#### Exercise objective
Transcribe the list of historical events starting at "In 1924, Woodrow" and stopping after "embargo against Vietnam.".

#### Extracted text
In 1690, Massachusetts Colony issued the first paper money in America.
In 1783, Spain recognized the independence of the United States from Great Britain.
In 1870, the 15th Amendment to the U.S. Constitution was ratified, decreeing that the right to vote shall not be denied on account of race, color or previous condition of servitude.
In 1913, the 16th Amendment, allowing establishment of an income tax, became part of the U.S. Constitution after ratification by Wyoming.
In 1917, the United States broke off diplomatic relations with Germany after a German declaration of unrestricted submarine warfare.
In 1924, Woodrow Wilson, the 28th president of the United States, died in Washington at the age of 67.
In 1966, the Soviet Union accomplished the first controlled landing on the moon when the unmanned spacecraft Lunik 9 touched down on the Ocean of Storms.
In 1973, U.S. President Richard Nixon signed into law the Endangered Species Act.
In 1992, angry rhetoric escalated between the United States and Japan when Japanese Prime Minister Miyazawa accused U.S. workers of lacking a "work ethic."
In 1994, the shuttle Discovery blasted off into space with the first Russian astronaut aboard a U.S. spacecraft.
Also in 1994, U.S. President Bill Clinton announced the United States was lifting its trade embargo against Vietnam.
In 1998, Texas executed Karla Faye Tucker, the first female inmate to be put to death by the state in 135 years.
Also in 1998, a U.S. Marine jetfighter, flying low over mountains in Italy, accidentally severed a ski lift cable, sending 20 people in a cable car plunging to their deaths.

Region pointing data:
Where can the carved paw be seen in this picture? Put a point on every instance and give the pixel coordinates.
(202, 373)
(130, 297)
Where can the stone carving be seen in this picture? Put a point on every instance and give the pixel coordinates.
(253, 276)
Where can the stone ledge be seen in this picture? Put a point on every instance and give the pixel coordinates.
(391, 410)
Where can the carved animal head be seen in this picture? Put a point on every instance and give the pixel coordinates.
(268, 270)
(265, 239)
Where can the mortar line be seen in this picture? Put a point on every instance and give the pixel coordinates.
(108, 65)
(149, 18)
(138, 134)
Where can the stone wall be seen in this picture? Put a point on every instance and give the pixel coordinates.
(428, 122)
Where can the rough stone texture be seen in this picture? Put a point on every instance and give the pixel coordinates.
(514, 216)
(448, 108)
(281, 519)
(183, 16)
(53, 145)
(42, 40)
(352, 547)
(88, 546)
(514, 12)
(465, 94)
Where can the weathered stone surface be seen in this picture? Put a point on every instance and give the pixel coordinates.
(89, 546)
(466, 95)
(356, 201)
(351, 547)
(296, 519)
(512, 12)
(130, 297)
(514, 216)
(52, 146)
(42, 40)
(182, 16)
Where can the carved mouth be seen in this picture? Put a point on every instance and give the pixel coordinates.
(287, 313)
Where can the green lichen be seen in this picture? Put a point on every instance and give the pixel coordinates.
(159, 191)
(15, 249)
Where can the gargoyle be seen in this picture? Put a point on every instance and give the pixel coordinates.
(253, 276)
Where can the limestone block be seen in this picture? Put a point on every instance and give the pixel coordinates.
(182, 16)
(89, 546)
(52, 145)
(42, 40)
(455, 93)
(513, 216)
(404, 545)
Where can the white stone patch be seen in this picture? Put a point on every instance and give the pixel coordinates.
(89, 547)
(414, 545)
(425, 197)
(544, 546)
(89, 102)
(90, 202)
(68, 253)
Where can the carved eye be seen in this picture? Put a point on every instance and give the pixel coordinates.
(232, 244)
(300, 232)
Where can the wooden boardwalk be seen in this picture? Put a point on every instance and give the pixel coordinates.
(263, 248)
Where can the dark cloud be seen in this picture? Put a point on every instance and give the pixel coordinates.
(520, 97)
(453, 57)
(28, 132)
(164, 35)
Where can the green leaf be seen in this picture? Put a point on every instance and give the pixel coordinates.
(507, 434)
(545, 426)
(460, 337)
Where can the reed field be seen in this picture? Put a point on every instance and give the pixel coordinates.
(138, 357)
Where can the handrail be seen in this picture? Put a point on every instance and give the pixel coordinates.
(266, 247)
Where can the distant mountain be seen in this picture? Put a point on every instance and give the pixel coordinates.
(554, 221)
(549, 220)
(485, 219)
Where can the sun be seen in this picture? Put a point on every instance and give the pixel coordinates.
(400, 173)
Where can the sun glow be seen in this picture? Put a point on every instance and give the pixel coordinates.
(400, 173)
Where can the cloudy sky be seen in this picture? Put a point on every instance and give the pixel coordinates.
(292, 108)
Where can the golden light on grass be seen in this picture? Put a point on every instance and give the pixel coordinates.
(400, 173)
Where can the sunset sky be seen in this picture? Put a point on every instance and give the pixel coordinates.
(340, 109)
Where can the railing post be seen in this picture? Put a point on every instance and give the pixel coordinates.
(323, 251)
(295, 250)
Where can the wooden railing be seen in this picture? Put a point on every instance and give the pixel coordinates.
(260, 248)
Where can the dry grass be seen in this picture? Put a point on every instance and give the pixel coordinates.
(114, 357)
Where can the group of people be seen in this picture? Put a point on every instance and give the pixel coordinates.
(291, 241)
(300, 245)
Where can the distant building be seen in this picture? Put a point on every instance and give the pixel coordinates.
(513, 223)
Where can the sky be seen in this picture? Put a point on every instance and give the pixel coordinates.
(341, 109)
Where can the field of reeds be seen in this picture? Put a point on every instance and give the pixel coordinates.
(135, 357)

#### Answer area
In 1924, Woodrow Wilson, the 28th president of the United States, died in Washington at the age of 67.
In 1966, the Soviet Union accomplished the first controlled landing on the moon when the unmanned spacecraft Lunik 9 touched down on the Ocean of Storms.
In 1973, U.S. President Richard Nixon signed into law the Endangered Species Act.
In 1992, angry rhetoric escalated between the United States and Japan when Japanese Prime Minister Miyazawa accused U.S. workers of lacking a "work ethic."
In 1994, the shuttle Discovery blasted off into space with the first Russian astronaut aboard a U.S. spacecraft.
Also in 1994, U.S. President Bill Clinton announced the United States was lifting its trade embargo against Vietnam.